● OBJECTIVE
Please rewrite every one of the records below, replacing "put a pin on" with "mark" and leaving all other wording unchanged. Leave the pictures out of your answer.

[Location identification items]
__________________________________________________
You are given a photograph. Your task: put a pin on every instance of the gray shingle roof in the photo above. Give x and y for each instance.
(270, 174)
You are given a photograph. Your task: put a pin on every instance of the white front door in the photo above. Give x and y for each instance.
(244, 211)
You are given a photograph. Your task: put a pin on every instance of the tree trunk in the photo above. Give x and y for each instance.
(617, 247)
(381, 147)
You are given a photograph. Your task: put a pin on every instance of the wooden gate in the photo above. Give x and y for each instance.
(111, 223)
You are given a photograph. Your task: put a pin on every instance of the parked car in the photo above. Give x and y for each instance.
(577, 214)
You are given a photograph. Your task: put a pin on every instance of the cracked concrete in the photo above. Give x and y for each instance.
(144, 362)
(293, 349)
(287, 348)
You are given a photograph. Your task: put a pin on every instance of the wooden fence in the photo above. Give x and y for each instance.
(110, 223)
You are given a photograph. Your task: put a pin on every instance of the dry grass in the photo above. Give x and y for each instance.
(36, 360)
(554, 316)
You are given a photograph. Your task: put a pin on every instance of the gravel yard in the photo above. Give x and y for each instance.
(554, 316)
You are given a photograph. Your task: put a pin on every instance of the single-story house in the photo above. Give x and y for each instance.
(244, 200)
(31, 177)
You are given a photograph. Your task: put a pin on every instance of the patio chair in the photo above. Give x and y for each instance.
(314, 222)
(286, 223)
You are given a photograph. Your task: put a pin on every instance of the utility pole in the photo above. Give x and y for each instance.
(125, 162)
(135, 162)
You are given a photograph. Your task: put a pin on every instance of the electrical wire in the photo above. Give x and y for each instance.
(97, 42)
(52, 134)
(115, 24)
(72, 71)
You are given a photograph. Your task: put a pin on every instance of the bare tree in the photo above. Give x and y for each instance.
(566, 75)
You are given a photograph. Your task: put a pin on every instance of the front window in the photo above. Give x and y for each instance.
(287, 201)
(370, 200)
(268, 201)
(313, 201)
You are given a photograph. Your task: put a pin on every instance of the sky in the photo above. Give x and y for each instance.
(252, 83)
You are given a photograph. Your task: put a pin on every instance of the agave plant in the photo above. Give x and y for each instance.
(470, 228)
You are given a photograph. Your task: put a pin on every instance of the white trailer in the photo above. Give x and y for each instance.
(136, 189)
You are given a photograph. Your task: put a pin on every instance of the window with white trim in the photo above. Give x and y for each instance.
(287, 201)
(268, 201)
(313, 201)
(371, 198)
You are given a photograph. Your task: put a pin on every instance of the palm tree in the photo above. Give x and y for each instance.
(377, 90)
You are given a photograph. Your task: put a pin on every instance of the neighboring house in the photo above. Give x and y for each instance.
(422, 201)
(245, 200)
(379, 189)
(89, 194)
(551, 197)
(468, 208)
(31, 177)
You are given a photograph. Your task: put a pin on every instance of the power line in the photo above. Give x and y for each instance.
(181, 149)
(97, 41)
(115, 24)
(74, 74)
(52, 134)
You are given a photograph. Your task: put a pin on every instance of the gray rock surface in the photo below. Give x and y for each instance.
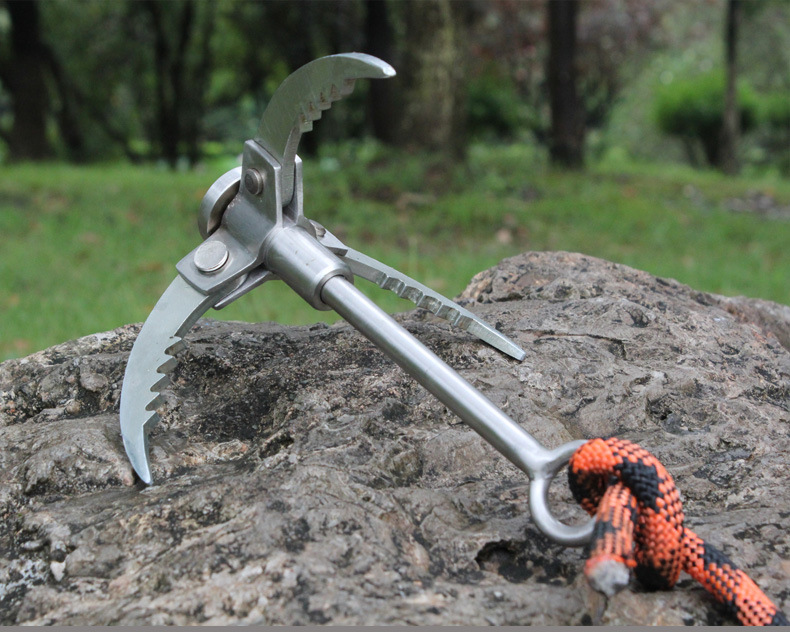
(302, 478)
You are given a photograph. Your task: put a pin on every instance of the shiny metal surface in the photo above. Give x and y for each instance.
(302, 98)
(258, 232)
(151, 359)
(504, 434)
(422, 296)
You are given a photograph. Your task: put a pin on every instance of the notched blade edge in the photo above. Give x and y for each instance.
(151, 359)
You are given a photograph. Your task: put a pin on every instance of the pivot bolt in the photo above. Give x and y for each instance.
(253, 181)
(211, 256)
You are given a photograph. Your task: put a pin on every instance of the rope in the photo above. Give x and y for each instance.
(639, 526)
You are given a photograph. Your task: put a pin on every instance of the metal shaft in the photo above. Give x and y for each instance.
(428, 369)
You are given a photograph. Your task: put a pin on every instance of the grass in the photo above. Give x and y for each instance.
(86, 249)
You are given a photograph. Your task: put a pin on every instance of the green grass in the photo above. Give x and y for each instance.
(86, 249)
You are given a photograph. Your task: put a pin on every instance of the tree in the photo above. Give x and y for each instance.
(23, 71)
(730, 129)
(566, 145)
__________________________________________________
● REPLY TO THE TASK
You are given a photograph. Your task: mark every instance of the gray shingle roof in the photo above. Give x and y for each instance.
(270, 174)
You are given a photograph. Your task: mark every instance of the white front door in the photo above. Give x and y for each instance.
(244, 211)
You are given a photograph. Your task: mark every instance of the tree trunk in the photo above. Give x and y for each instance.
(617, 247)
(381, 147)
You are given a photograph. Your task: mark every instance of the wooden gate in the photo above. Give x and y for each instance.
(111, 223)
You are given a photograph. Your task: mark every instance of the parked car in the photo above. Give x and y for each instance.
(577, 214)
You are given a photograph. Your task: mark every instance of the cracked concrete in the photo above. Give x and y for each instance.
(144, 362)
(293, 349)
(287, 348)
You are given a photograph. Your task: mark every instance of the wooden fence in the photo above. Give x and y for each instance.
(110, 223)
You are given a photograph. Your task: mark every instance of the dry grass in the photo above. Give x and y for each instance.
(36, 360)
(554, 316)
You are given a photograph. Your task: mark every instance of the gravel yard in the photo above. Give x and y for each instance.
(554, 316)
You are given a photograph. Your task: mark every instance of the single-story house in the photo above. Give x and y for each instance.
(244, 200)
(31, 177)
You are given a photograph. Your task: mark every instance of the patio chair in the photo above. Give x and y for each instance.
(314, 222)
(286, 223)
You are given a photograph. Your task: mark every instance of the utility pole in the photo above. Give x and y for each instance.
(125, 162)
(135, 162)
You are given a photograph. Your task: mark every instance of the electrical wire in the photo above. Give x and y for each instance.
(97, 42)
(52, 134)
(115, 24)
(72, 71)
You are given a photograph. Your task: mark every instance of the bare tree in the photo above. Give x and y for each instance.
(566, 75)
You are given a photograph. Your task: mark every instance of the front window in the photo above. Give x and y for each instance.
(287, 201)
(370, 200)
(268, 201)
(313, 201)
You are given a photograph. Your task: mark every instance of the sky in the photo above. Give x and y for each instance.
(252, 83)
You are given a photograph. Your task: mark every instance of the agave plant in the photo above. Give x and y for each instance.
(470, 228)
You are given a photograph. Your task: mark every instance of the white trailer in the photo above. Give x and y for each instance.
(136, 189)
You are given a photograph. Your task: mark every instance of the window with white trim in the photo above. Give x and y for each instance.
(287, 201)
(268, 201)
(313, 201)
(371, 198)
You are given a photograph. Your task: mark every instance of the palm tree in the photo above. Give x and y for each instance.
(377, 90)
You are given a photograph. Your task: mark every instance of the neighboring house in the photo above. Give x and y for each instance.
(422, 201)
(245, 200)
(379, 189)
(89, 194)
(551, 197)
(468, 208)
(31, 177)
You are given a photograph. Your task: mark every instance of the power line in the photo above. Give x and y for each instance.
(181, 149)
(97, 41)
(115, 24)
(74, 74)
(52, 134)
You are given a photograph. Your task: mark every instance of the gray rock surface in the photo below. Give x and y for each instance.
(302, 478)
You are given a photograph. Your task: mark every instance of the shiny metal surface in the photo above. Give x and y for each instance.
(302, 98)
(258, 232)
(151, 359)
(504, 434)
(422, 296)
You are given a photograph. Your task: mark every instance of the notched blade edge in the photo above. Give x and y for each instance.
(151, 359)
You are given a photograph. Your task: mark every instance of the pivot bolt in the photo above. Give x and y for each instance.
(253, 181)
(211, 256)
You are given a photograph. Your task: mark every instance of the rope in the photo above. Give x and y for each instance.
(639, 526)
You are given a photograph. Your task: mark every instance of the metal shaft in the photo above. Give x and y for each instance.
(428, 369)
You are given a photograph. Your task: mark every instance of the grass in the photo above. Give x and y for each instance.
(86, 249)
You are given a photograph. Your task: mark every instance of the green grass in the photo above. Give x and y for each instance.
(86, 249)
You are given a photograph. Your task: mark every instance of the tree in the photo above. Give x and y for each instance.
(23, 71)
(730, 129)
(566, 145)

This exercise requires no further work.